§ Exercise aim
Word for word, set down the records and skip each picture.

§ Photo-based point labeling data
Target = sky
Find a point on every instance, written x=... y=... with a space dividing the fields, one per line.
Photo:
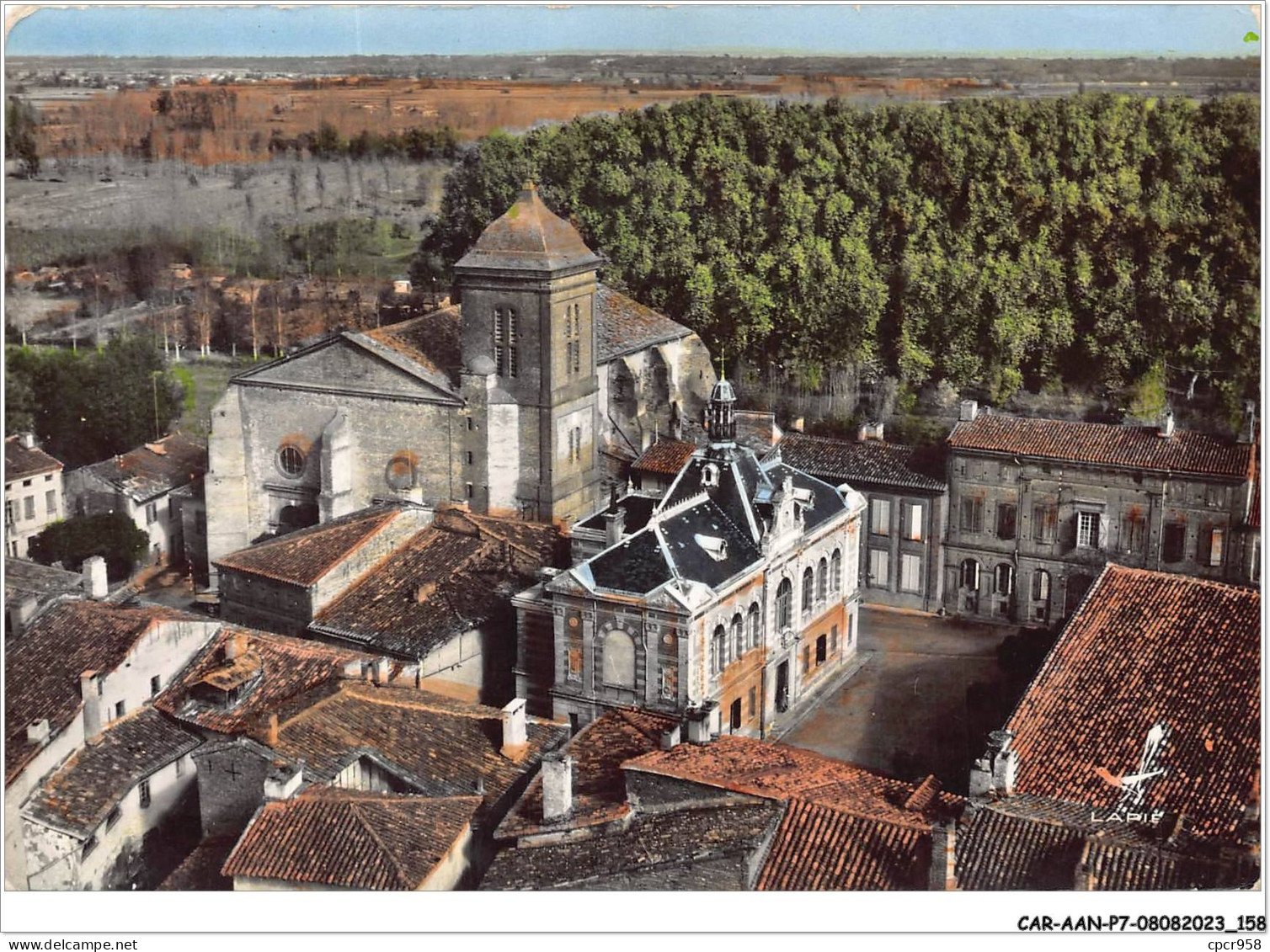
x=115 y=29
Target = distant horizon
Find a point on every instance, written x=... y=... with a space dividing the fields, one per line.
x=912 y=30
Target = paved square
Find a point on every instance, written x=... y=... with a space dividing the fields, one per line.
x=905 y=712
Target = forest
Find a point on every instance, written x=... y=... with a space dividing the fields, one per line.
x=1097 y=242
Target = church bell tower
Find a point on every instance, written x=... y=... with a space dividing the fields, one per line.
x=529 y=367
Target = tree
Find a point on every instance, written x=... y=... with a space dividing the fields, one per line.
x=113 y=536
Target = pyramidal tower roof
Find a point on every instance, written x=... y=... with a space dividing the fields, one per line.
x=530 y=237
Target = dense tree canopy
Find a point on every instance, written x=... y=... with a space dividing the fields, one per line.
x=992 y=242
x=90 y=405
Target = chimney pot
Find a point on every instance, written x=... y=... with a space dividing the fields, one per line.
x=557 y=786
x=515 y=727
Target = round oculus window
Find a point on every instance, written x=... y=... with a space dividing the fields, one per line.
x=291 y=461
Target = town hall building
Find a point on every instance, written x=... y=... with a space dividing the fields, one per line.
x=500 y=402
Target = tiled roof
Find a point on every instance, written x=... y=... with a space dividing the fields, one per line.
x=154 y=469
x=201 y=870
x=20 y=462
x=869 y=462
x=624 y=325
x=451 y=577
x=304 y=556
x=655 y=851
x=87 y=787
x=665 y=457
x=529 y=237
x=23 y=577
x=352 y=841
x=1100 y=444
x=289 y=667
x=823 y=848
x=430 y=340
x=600 y=789
x=769 y=769
x=1147 y=647
x=439 y=745
x=44 y=667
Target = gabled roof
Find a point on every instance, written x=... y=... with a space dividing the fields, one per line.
x=869 y=462
x=1100 y=444
x=1148 y=647
x=80 y=794
x=529 y=237
x=44 y=667
x=20 y=462
x=445 y=580
x=305 y=556
x=154 y=469
x=289 y=667
x=624 y=325
x=352 y=841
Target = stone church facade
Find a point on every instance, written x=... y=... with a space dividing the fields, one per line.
x=502 y=402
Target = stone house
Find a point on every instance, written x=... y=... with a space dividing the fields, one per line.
x=734 y=592
x=142 y=485
x=1133 y=759
x=75 y=670
x=118 y=814
x=902 y=536
x=500 y=404
x=1038 y=508
x=32 y=492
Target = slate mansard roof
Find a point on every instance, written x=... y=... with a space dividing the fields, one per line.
x=20 y=462
x=869 y=462
x=1148 y=647
x=79 y=796
x=350 y=841
x=1107 y=444
x=154 y=469
x=707 y=531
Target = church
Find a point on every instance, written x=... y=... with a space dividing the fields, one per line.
x=504 y=402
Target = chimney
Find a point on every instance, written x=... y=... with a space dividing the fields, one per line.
x=94 y=577
x=1249 y=430
x=284 y=781
x=38 y=731
x=515 y=731
x=20 y=612
x=615 y=526
x=557 y=786
x=942 y=874
x=90 y=691
x=234 y=645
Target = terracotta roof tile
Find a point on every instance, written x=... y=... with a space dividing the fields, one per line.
x=869 y=462
x=1107 y=444
x=529 y=237
x=1148 y=647
x=665 y=457
x=451 y=577
x=600 y=789
x=287 y=667
x=624 y=325
x=87 y=787
x=20 y=462
x=823 y=848
x=44 y=667
x=154 y=469
x=304 y=556
x=350 y=841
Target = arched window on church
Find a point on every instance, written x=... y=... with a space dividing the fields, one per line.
x=619 y=659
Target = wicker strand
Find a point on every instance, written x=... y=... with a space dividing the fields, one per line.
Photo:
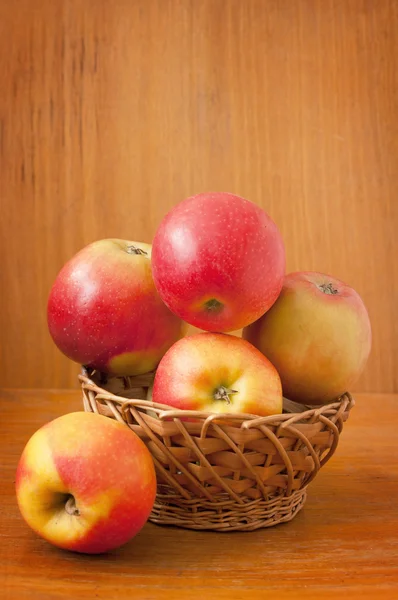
x=223 y=472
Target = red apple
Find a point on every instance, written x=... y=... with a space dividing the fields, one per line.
x=104 y=310
x=218 y=261
x=217 y=373
x=85 y=483
x=318 y=336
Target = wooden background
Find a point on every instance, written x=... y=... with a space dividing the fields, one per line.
x=112 y=112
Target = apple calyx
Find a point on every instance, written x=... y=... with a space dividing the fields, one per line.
x=135 y=250
x=328 y=288
x=70 y=506
x=223 y=393
x=213 y=305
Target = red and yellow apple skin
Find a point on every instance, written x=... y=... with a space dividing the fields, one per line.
x=85 y=483
x=218 y=261
x=318 y=336
x=104 y=311
x=217 y=373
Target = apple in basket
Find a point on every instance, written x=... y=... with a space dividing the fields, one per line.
x=318 y=336
x=217 y=373
x=85 y=483
x=104 y=311
x=218 y=261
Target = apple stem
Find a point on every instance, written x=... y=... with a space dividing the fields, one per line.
x=328 y=288
x=135 y=250
x=213 y=305
x=223 y=393
x=71 y=508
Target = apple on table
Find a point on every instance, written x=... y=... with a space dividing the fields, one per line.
x=317 y=335
x=104 y=311
x=86 y=483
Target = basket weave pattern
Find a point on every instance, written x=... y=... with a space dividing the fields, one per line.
x=223 y=472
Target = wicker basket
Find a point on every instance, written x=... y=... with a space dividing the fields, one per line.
x=223 y=472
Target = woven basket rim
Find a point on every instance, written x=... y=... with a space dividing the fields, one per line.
x=247 y=421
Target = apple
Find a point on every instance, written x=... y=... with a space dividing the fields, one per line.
x=104 y=311
x=218 y=261
x=217 y=373
x=85 y=483
x=317 y=335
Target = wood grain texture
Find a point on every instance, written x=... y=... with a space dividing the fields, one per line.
x=344 y=543
x=111 y=113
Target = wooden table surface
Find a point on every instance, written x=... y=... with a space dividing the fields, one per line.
x=343 y=543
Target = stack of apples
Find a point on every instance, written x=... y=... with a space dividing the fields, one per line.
x=122 y=308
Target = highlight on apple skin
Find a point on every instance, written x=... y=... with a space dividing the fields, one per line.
x=317 y=335
x=104 y=311
x=218 y=261
x=85 y=483
x=217 y=373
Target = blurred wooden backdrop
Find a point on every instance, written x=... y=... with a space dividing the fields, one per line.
x=112 y=112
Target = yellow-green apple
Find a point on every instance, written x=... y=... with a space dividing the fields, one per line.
x=217 y=373
x=218 y=261
x=85 y=483
x=104 y=311
x=318 y=336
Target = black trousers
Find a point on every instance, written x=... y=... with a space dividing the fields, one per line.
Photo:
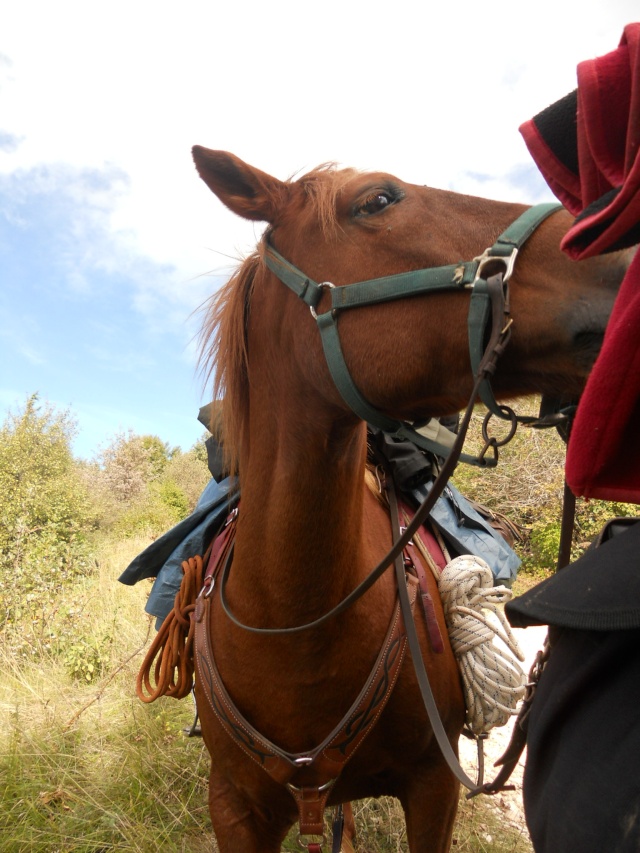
x=582 y=774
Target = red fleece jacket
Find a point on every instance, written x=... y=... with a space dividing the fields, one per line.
x=587 y=146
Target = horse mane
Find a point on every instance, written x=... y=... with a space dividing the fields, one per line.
x=223 y=353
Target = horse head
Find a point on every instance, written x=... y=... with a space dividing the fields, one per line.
x=409 y=357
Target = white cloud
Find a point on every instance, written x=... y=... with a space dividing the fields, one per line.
x=431 y=93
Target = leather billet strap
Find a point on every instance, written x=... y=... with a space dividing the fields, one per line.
x=321 y=765
x=418 y=663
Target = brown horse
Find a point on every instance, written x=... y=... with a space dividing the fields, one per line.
x=309 y=530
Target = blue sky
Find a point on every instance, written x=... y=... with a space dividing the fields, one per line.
x=108 y=240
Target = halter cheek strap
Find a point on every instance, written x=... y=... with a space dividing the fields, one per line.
x=488 y=303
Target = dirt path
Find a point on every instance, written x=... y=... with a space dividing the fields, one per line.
x=507 y=803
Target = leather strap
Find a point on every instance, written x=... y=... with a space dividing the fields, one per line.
x=418 y=662
x=325 y=762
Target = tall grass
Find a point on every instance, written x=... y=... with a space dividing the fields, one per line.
x=85 y=767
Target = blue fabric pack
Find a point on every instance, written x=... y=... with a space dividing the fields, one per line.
x=163 y=559
x=464 y=531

§ Response to the exercise
Target = sky
Find a point on every instance, written x=... y=... with a space dividing the fields, one per line.
Photo:
x=115 y=29
Target = distant horizon
Find a point on every instance, written x=... y=... with a space dividing the fields, one per line.
x=912 y=30
Target = paved square
Find a point on every instance, written x=... y=... with a space dividing the fields, one per line.
x=905 y=712
Target = forest
Find a point on every instance, written x=... y=... with a space dividing the fields, one per line.
x=1097 y=242
Target = church bell tower
Find a point on every instance, written x=... y=... with a space dividing the fields, one per line.
x=529 y=367
Target = tree
Find a point on every instance, written x=... y=... with a space dividing the fields, one per line.
x=113 y=536
Target = pyramidal tower roof
Find a point on every instance, written x=... y=... with a space dividing the fields, one per line.
x=530 y=237
Target = dense tree canopy
Find a point on every instance, written x=... y=... with a space dividing the fields, one per line.
x=992 y=242
x=90 y=405
Target = chimney pot
Find a point on every instance, written x=... y=... with a space dividing the fields, one per line.
x=557 y=786
x=515 y=727
Target = round oculus window
Find a point on every instance, written x=... y=... with a space dividing the fields, one per line.
x=291 y=461
Target = town hall building
Find a point on every instance, written x=... y=... with a space dividing the fields, one per line.
x=500 y=402
Target = tiled roof
Find a point on every instance, written x=... y=... with a space dividing the fields, one per line.
x=154 y=469
x=201 y=870
x=20 y=462
x=869 y=462
x=624 y=325
x=451 y=577
x=304 y=556
x=655 y=851
x=87 y=787
x=665 y=457
x=529 y=237
x=23 y=577
x=352 y=841
x=1100 y=444
x=289 y=667
x=823 y=848
x=430 y=340
x=600 y=789
x=769 y=769
x=1147 y=647
x=439 y=745
x=44 y=667
Target = gabled roof
Find a point on every instance, written x=... y=... with a space dividing the fields, one per line.
x=869 y=462
x=1100 y=444
x=1148 y=647
x=80 y=794
x=529 y=237
x=44 y=667
x=20 y=462
x=445 y=580
x=305 y=556
x=154 y=469
x=289 y=667
x=624 y=325
x=352 y=841
Target = stone church facade
Find a point on every instance, written x=... y=... with a space dividing the fields, one per line.
x=502 y=402
Target = stone house
Find a point on every instance, written x=... y=... with a space dividing the fields, one per line.
x=734 y=592
x=142 y=485
x=1133 y=759
x=75 y=670
x=118 y=814
x=902 y=536
x=500 y=404
x=1038 y=508
x=32 y=492
Target = slate mansard roof
Find a point on every instance, written x=... y=... with a space dividing the fields, one per line.
x=20 y=462
x=869 y=462
x=1148 y=647
x=79 y=796
x=350 y=841
x=1107 y=444
x=154 y=469
x=707 y=531
Target = church
Find a point on every instance, written x=... y=... with a space dividing the fields, one per line.
x=504 y=402
Target = chimney
Find a point on every instance, written x=... y=... with a space dividing the fields, one per line.
x=94 y=577
x=1249 y=430
x=284 y=781
x=38 y=731
x=515 y=731
x=20 y=612
x=615 y=526
x=557 y=786
x=942 y=874
x=90 y=691
x=234 y=645
Target = terracotta roof tile
Find a point on every instance, written x=... y=... with a space dividing the fields, one per line.
x=869 y=462
x=1107 y=444
x=529 y=237
x=1148 y=647
x=665 y=457
x=451 y=577
x=600 y=789
x=287 y=667
x=624 y=325
x=87 y=787
x=20 y=462
x=823 y=848
x=44 y=667
x=154 y=469
x=304 y=556
x=350 y=841
Target = arched window on church
Find a point on every instance, written x=... y=... with a space dividing the fields, one per line.
x=619 y=659
Target = wicker strand
Find a point on every instance, written x=... y=... with a space dividing the fields, one per line.
Photo:
x=223 y=472
Target = red apple
Find a point on every instance, written x=... y=... with a space dividing the fields, one per line.
x=104 y=310
x=218 y=261
x=217 y=373
x=85 y=483
x=318 y=336
Target = wooden background
Find a point on every instance, written x=... y=... with a space dividing the fields, one per line.
x=112 y=112
Target = apple calyx
Find a point on every instance, written x=... y=... with a space dividing the fields, one per line.
x=135 y=250
x=328 y=288
x=70 y=506
x=223 y=393
x=213 y=305
Target = red and yellow apple skin
Find a point on every instance, written x=... y=... with a space dividing the fields, one per line.
x=85 y=483
x=218 y=261
x=318 y=336
x=104 y=311
x=217 y=373
Target = apple in basket
Find a point on every instance, written x=... y=... with a space dividing the fields, one per line.
x=318 y=336
x=217 y=373
x=85 y=483
x=104 y=311
x=218 y=261
Target = apple stem
Find a point on every instance, written x=... y=... with a space dividing the fields, one per line.
x=328 y=288
x=135 y=250
x=213 y=305
x=223 y=393
x=71 y=508
Target = apple on table
Find a point on every instance, written x=... y=... with a space dividing the fields, one per line.
x=317 y=335
x=104 y=311
x=86 y=483
Target = basket weave pattern
Find a point on every instance, written x=... y=... with a space dividing the fields, one per line.
x=223 y=472
Target = wicker basket
Find a point on every instance, written x=... y=... with a space dividing the fields, one per line.
x=223 y=472
Target = woven basket rim
Find a point on every instance, written x=... y=... with a space dividing the fields, one per line.
x=247 y=421
Target = apple
Find a point on every instance, written x=... y=... with a space dividing the fields, one per line.
x=104 y=311
x=218 y=261
x=217 y=373
x=85 y=483
x=317 y=335
Target = wood grain texture
Find a point on every instance, written x=... y=... with a space dividing the fields, one per line.
x=344 y=543
x=111 y=113
Target = wooden table surface
Find a point on every instance, written x=... y=... with a space dividing the fields, one per line.
x=343 y=543
Target = stack of apples
Find a point on every instance, written x=... y=... with a space dividing the fields, one per line.
x=122 y=308
Target = highlight on apple skin
Find a point on every instance, written x=... y=... with a space dividing the fields, one per line.
x=317 y=335
x=104 y=311
x=218 y=261
x=85 y=483
x=217 y=373
Target = blurred wooden backdrop
Find a point on every instance, written x=... y=... with a space dividing the fields, one per line.
x=112 y=112
Target = yellow-green apple
Find a point on every instance, written x=... y=... with a space dividing the fields, one per line.
x=217 y=373
x=218 y=261
x=85 y=483
x=104 y=311
x=318 y=336
Target = black trousers
Find a point on every instance, written x=... y=... with a space dividing the fields, one per line.
Photo:
x=582 y=774
Target = red fleece jacket
Find a point on every instance, written x=... y=... with a space dividing the fields, one per line.
x=587 y=146
Target = horse mane
Find a point on every instance, written x=... y=... with a space dividing the fields, one per line.
x=223 y=353
Target = horse head
Find a point on every instance, written x=... y=... with a space dividing the fields, one per line.
x=409 y=357
Target = white cloud
Find a point on every instance, written x=... y=... with a space dividing the fields, one per line.
x=431 y=93
Target = leather billet strap
Find a point on every instance, written x=... y=... with a space dividing the fields, one per line.
x=321 y=765
x=418 y=663
Target = brown horse
Find a point on every instance, written x=... y=... with a space dividing the fields, one per line.
x=309 y=530
Target = blue sky
Find a point on every instance, written x=... y=... with a space dividing the fields, one per line.
x=108 y=240
Target = halter cheek strap
Find a point on every instance, written x=... y=... with a space dividing the fields, one per line.
x=488 y=303
Target = dirt path
Find a point on every instance, written x=... y=... with a space dividing the fields, one per line.
x=507 y=803
Target = leather strap
Find a point on every instance, written x=... y=... with a space dividing the fields, one per line.
x=418 y=662
x=325 y=762
Target = tall grass
Find a point on every instance, written x=... y=... with a space dividing the fields, one per line.
x=85 y=767
Target = blue fabric pack
Find a point on every instance, written x=... y=... with a space dividing the fields, one per line.
x=163 y=559
x=464 y=531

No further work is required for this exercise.